Task prompt: Quote the data below in full, please, without altering anything.

Dataset entries

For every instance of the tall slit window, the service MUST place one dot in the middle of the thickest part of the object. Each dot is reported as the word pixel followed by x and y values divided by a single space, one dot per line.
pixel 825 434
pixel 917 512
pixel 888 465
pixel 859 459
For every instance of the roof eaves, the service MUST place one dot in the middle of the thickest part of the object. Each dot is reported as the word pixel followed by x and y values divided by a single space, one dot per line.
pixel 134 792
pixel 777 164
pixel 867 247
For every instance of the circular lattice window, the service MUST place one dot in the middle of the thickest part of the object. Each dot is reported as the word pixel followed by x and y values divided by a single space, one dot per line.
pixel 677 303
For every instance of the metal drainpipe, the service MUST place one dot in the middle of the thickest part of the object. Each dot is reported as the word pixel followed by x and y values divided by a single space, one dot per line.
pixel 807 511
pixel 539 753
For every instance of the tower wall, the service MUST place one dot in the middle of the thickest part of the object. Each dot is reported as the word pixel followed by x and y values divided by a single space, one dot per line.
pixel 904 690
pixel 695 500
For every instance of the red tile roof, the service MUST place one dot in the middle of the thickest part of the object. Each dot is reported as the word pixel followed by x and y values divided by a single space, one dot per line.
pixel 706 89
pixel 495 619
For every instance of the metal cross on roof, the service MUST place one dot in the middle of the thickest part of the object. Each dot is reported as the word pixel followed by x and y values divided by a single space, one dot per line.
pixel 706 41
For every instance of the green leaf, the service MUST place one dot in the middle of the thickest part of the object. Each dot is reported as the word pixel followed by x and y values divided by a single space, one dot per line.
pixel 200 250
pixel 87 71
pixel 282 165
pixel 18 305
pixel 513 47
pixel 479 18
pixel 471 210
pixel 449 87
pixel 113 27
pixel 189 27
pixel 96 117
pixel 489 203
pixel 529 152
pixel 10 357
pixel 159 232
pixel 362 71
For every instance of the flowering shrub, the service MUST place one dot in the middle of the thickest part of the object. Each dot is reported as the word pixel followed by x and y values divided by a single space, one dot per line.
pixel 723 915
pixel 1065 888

Reply:
For every instance of the tall slit window, the service MUST place one dot in the middle of the thickest part of the object. Each dot is reported as the word pixel followed by x and y values divided by a single space, one dot per line.
pixel 825 434
pixel 917 512
pixel 888 465
pixel 859 459
For every instance of the roof eaves, the service MUST place one dot in the middle of the thickest part of the object. Each dot is reported as the word pixel followed by x and y values divided by a single space, one dot per line.
pixel 134 792
pixel 777 164
pixel 867 247
For every instance of the circular lattice window, the service MUST place one dot in the middle of the thickest part of the object. Each dot is reported as the word pixel followed by x and y values divided by a single space, one dot per line.
pixel 677 303
For every instance of the metal drainpipe, the service MUST place one dot in the middle of the thickest part of the object. Each dot is reported as the word pixel followed by x and y values divided by a single space, one dot per line.
pixel 807 511
pixel 539 753
For every instance of the tower wall, the service MUST place one dot in the middle of the thickest part of the object. Each dot is reported as the word pixel followed by x and y values divided by a single space, one dot per line.
pixel 904 690
pixel 695 500
For every instance of the red tile roof, the service MUST place one dot in the middle of the thickest part of the object. Each dot is reported as the word pixel followed by x and y values divided by a single space, one dot per line.
pixel 706 89
pixel 495 619
For every instance of the metal cross on roof, the service MUST place one dot in the middle of the thickest part of the object. Each dot is reported as the word pixel followed by x and y values divided by a single space, one dot per line.
pixel 706 41
For every instance of the green leaf, the service MUST place one dot in the middle of the thickest part of the object. Each dot is reported as the word pixel followed by x and y values divided by a single space, one dot per line.
pixel 200 250
pixel 87 71
pixel 282 165
pixel 18 305
pixel 513 47
pixel 479 18
pixel 471 210
pixel 449 87
pixel 113 27
pixel 189 27
pixel 96 117
pixel 489 203
pixel 529 152
pixel 10 357
pixel 159 232
pixel 362 71
For every instance of the flowering shrub, the service MUST place one dot in the middle of the thickest part of the object. Each dot is reported as the word pixel followed by x and y values divided by a single space, one dot per line.
pixel 723 915
pixel 1065 888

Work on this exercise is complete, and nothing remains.